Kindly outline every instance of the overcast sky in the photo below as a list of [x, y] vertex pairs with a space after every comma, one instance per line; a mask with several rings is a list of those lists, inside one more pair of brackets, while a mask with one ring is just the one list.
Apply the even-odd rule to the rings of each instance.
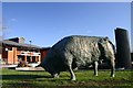
[[2, 14], [4, 38], [43, 47], [68, 35], [109, 36], [115, 44], [115, 28], [131, 35], [130, 2], [3, 2]]

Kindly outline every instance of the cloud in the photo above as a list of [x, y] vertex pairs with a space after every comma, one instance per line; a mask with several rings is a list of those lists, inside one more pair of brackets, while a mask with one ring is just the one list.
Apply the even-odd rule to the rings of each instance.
************
EXERCISE PROMPT: Please reproduce the material from its beginning through the line containing "[130, 2], [3, 2]]", swapping "overcast sky" for "gray sky" and changing nothing else. Leave the pictures out.

PROBLEM SOLUTION:
Kindly outline every instance of the gray sky in the photo below as a list of [x, y] vertex pairs with a space after every comma, one instance per line; a mask with several rings is a list of those lists, inside one more pair of brackets, while a mask with one ring is just the one list.
Apply the even-odd rule to the rings of each instance.
[[2, 14], [4, 38], [43, 47], [68, 35], [109, 36], [115, 44], [115, 28], [131, 35], [130, 2], [3, 2]]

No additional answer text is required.